===== Text shown

Machine Learning-based Prediction of Active Tuberculosis in People With HIV Using Clinical Data

Lena Bartl  1 Marius Zeeb  1   2 Marisa Kälin  1 Tom Loosli  1   2 Julia Notter  3 Hansjakob Furrer  4 Matthias Hoffmann  5 Hans H Hirsch  6 Robert Zangerle  7 Katharina Grabmeier-Pfistershammer  8 Michael Knappik  9 Alexandra Calmy  10 Jose Damas Fernandez  11 Niklaus D Labhardt  12 Enos Bernasconi  13 Huldrych F Günthard  1   2 Roger D Kouyos  1   2 Katharina Kusejko  1   2 Johannes Nemeth  1
Affiliations

Machine Learning-based Prediction of Active Tuberculosis in People With HIV Using Clinical Data

Lena Bartl et al. Clin Infect Dis. .

Abstract

Background: Coinfections of Mycobacterium tuberculosis (MTB) and human immunodeficiency virus (HIV) impose a substantial global health burden. Patients with MTB infection face a heightened risk of progression to incident active TB, which preventive therapy can mitigate. Current testing methods often fail to identify individuals who subsequently develop incident active TB.

Methods: We developed random forest models to predict incident active TB using patients' medical data at HIV-1 diagnosis. Training our model involved using clinical data routinely collected at enrollment from the Swiss HIV Cohort Study (SHCS). This dataset encompassed 55 people with HIV (PWH) who developed incident active TB 6 months after enrollment and 1432 matched PWH without TB enrolled between 2000 and 2023. External validation used data from the Austrian HIV Cohort Study, comprising 43 people with incident active TB and 1005 people without TB.

==========

Set of tasks.
- a) In the tuberculosis prediction abstract above, how many people with incident active TB were in the Austrian HIV Cohort Study data used for external validation?
- b) From the tuberculosis prediction abstract above, return word for word the stretch that opens with the words containing "Background: Coinfections of" and closes with "incident active TB.".

===== Recorded data

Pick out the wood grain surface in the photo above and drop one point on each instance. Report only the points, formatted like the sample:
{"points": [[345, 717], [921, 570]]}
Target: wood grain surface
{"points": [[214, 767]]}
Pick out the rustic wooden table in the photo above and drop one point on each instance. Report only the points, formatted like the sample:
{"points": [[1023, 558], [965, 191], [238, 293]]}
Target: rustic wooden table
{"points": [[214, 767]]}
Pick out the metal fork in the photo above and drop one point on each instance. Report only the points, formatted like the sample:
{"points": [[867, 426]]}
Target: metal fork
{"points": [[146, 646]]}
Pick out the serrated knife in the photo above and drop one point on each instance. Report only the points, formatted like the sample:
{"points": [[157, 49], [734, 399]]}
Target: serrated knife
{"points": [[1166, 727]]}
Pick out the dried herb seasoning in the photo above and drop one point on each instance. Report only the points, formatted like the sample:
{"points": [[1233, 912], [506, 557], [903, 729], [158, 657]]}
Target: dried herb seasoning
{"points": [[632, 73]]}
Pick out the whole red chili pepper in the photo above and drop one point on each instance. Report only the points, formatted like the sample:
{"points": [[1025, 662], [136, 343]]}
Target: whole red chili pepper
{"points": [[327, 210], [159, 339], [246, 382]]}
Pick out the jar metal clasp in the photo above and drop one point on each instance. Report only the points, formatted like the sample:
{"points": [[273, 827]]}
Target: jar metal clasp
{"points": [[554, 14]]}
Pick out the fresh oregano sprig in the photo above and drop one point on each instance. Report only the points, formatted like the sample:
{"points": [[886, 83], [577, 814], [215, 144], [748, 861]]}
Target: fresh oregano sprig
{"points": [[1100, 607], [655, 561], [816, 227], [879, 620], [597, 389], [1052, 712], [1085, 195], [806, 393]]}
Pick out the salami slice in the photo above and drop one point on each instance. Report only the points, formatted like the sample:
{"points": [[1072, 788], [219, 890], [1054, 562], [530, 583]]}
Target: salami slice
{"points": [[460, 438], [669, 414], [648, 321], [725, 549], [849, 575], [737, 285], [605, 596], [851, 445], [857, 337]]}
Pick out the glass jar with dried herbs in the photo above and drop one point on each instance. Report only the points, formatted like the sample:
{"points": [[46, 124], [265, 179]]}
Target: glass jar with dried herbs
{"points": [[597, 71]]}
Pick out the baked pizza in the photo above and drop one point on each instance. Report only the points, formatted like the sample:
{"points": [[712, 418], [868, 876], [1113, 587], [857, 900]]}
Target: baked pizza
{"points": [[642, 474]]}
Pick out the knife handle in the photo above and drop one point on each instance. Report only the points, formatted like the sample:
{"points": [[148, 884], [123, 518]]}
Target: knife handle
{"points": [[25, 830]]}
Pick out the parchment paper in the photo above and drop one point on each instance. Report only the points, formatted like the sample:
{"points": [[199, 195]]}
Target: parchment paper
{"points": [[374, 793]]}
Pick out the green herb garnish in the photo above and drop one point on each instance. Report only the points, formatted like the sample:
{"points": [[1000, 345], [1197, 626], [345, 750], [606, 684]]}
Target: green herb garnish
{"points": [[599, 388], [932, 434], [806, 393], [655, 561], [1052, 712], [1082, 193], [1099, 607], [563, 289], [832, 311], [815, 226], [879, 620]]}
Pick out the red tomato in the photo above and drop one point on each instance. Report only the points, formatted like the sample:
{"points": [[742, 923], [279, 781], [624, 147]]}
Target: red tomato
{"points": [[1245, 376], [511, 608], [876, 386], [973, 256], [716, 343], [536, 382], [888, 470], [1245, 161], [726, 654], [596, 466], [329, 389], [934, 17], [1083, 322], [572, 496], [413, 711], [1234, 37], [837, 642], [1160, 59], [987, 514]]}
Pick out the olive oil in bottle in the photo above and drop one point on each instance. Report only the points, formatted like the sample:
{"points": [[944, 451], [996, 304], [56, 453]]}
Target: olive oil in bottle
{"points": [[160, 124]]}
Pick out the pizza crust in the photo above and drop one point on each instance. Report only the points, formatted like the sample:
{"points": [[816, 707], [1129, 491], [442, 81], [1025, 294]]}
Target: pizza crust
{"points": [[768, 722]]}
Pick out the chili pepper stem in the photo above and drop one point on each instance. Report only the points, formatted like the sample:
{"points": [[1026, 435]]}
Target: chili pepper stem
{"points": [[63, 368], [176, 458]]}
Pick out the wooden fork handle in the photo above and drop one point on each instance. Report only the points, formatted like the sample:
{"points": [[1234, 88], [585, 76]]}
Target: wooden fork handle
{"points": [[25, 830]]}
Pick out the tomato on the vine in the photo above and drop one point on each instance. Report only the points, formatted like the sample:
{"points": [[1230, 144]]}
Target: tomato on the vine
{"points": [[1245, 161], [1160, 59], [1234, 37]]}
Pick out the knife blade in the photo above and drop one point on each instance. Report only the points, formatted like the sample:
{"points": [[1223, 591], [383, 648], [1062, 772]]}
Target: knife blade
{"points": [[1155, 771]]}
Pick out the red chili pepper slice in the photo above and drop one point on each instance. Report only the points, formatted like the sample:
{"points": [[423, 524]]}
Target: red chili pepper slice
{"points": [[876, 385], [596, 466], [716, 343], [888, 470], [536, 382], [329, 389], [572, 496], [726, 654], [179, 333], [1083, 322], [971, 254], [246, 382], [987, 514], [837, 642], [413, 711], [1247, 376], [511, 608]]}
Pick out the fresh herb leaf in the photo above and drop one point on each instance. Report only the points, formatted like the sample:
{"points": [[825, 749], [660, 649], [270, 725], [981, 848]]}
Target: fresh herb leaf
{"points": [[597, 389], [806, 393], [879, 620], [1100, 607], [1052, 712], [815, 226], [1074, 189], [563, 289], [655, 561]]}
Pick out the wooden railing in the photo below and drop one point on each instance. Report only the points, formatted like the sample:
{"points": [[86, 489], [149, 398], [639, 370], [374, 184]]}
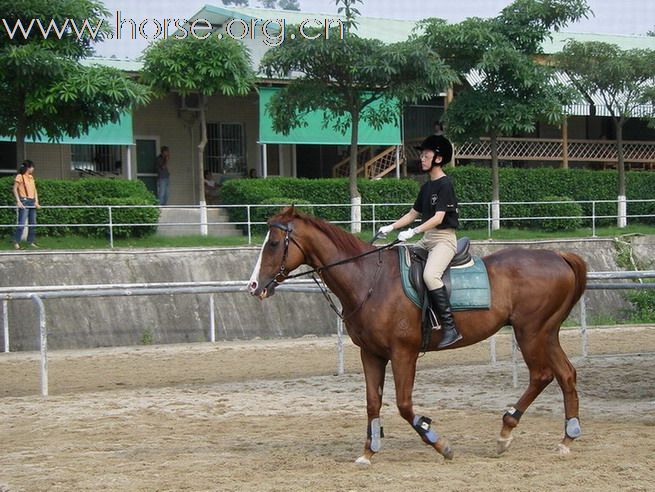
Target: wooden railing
{"points": [[639, 155], [376, 166]]}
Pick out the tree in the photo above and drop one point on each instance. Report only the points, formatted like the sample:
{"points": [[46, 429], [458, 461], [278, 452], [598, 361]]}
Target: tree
{"points": [[514, 91], [624, 81], [344, 76], [268, 4], [204, 66], [44, 89]]}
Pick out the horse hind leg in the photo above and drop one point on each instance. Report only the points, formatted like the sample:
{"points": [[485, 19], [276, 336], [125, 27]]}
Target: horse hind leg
{"points": [[566, 378], [404, 371], [374, 370], [541, 375]]}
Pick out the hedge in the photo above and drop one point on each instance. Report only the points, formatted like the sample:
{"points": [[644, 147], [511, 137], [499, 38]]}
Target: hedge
{"points": [[88, 191], [472, 184], [316, 192]]}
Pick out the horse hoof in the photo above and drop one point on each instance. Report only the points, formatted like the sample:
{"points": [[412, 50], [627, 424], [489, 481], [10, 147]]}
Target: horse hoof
{"points": [[362, 460], [503, 444], [445, 449]]}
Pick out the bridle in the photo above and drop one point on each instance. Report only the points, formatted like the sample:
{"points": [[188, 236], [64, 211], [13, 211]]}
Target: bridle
{"points": [[283, 273]]}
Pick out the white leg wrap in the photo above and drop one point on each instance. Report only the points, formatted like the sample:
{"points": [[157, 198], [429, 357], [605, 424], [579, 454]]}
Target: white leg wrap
{"points": [[376, 435]]}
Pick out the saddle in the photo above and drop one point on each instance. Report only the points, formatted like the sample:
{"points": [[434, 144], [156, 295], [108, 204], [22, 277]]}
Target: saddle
{"points": [[465, 279]]}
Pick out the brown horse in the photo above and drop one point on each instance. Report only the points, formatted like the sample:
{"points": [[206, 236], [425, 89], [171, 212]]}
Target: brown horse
{"points": [[531, 290]]}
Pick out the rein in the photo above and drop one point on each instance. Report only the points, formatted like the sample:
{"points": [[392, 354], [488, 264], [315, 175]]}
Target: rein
{"points": [[319, 270]]}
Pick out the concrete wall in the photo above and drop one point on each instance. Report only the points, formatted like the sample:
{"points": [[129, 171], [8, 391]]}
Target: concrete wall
{"points": [[77, 323]]}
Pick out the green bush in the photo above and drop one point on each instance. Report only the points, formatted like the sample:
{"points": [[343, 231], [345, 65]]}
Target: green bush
{"points": [[272, 206], [643, 302], [473, 185], [92, 192], [567, 215], [317, 192]]}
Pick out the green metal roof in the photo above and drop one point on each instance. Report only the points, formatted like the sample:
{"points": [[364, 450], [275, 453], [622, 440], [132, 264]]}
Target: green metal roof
{"points": [[386, 30], [625, 42]]}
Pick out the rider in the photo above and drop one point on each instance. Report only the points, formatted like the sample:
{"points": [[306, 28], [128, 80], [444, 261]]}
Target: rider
{"points": [[437, 205]]}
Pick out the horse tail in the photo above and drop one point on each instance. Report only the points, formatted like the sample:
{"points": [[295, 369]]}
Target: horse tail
{"points": [[579, 268]]}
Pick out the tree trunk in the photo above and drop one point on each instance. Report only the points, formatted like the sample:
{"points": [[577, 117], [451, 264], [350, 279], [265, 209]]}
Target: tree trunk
{"points": [[201, 167], [355, 197], [20, 137], [622, 219], [495, 183]]}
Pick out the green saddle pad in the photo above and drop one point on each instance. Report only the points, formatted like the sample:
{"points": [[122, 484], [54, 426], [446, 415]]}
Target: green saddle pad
{"points": [[469, 285]]}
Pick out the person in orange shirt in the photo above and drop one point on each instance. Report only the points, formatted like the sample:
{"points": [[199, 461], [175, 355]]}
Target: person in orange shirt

==========

Task results.
- a) 43 people

- b)
Background: Coinfections of Mycobacterium tuberculosis (MTB) and human immunodeficiency virus (HIV) impose a substantial global health burden. Patients with MTB infection face a heightened risk of progression to incident active TB, which preventive therapy can mitigate. Current testing methods often fail to identify individuals who subsequently develop incident active TB.